● **Excerpt**:

--- start ---

Lord Kerr is the latest former Supreme Court judge to cheer on the rise of judicial power in politics.

Andrew Tettenborn

Topics Brexit Politics UK

You don’t need to be party political to have pretty strong views about how the country should be run. Senior judges are no exception to this. And many of them, once they have retired, are becoming increasingly open about what they think.

Hard on the heels of Lady Hale and Lord Neuberger, the latest mask to slip was that of Lord Kerr, who, having stepped down from the Supreme Court after 11 years, gave an interestingly candid interview to the Guardian.

Tellingly, the interview earned fawning praise from patrician Remainer Simon Jenkins in the Guardian the same day.

Kerr began, in good Sir Humphrey style, by laying into Boris Johnson and Priti Patel, particularly her reference to activist lawyers and her impatience with the courts. Activist lawyers? Perish the thought! They were just being (as Kerr put it) ‘re-activist’, carrying out their vital function of calling out excesses of government power on behalf of people who brought them problems.

--- end ---

● **Supplied data**:

--- start ---

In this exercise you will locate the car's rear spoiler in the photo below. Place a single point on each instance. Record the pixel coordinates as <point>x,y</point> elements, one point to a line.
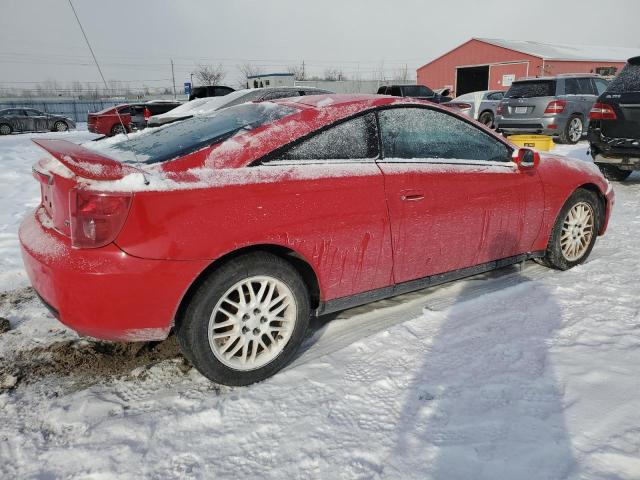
<point>84,162</point>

--- end ---

● **What is being asked**: In the article on Lord Kerr, repeat word for word the passage from "You don’t need" to "to the Guardian.".

● **Solution**:
You don’t need to be party political to have pretty strong views about how the country should be run. Senior judges are no exception to this. And many of them, once they have retired, are becoming increasingly open about what they think.

Hard on the heels of Lady Hale and Lord Neuberger, the latest mask to slip was that of Lord Kerr, who, having stepped down from the Supreme Court after 11 years, gave an interestingly candid interview to the Guardian.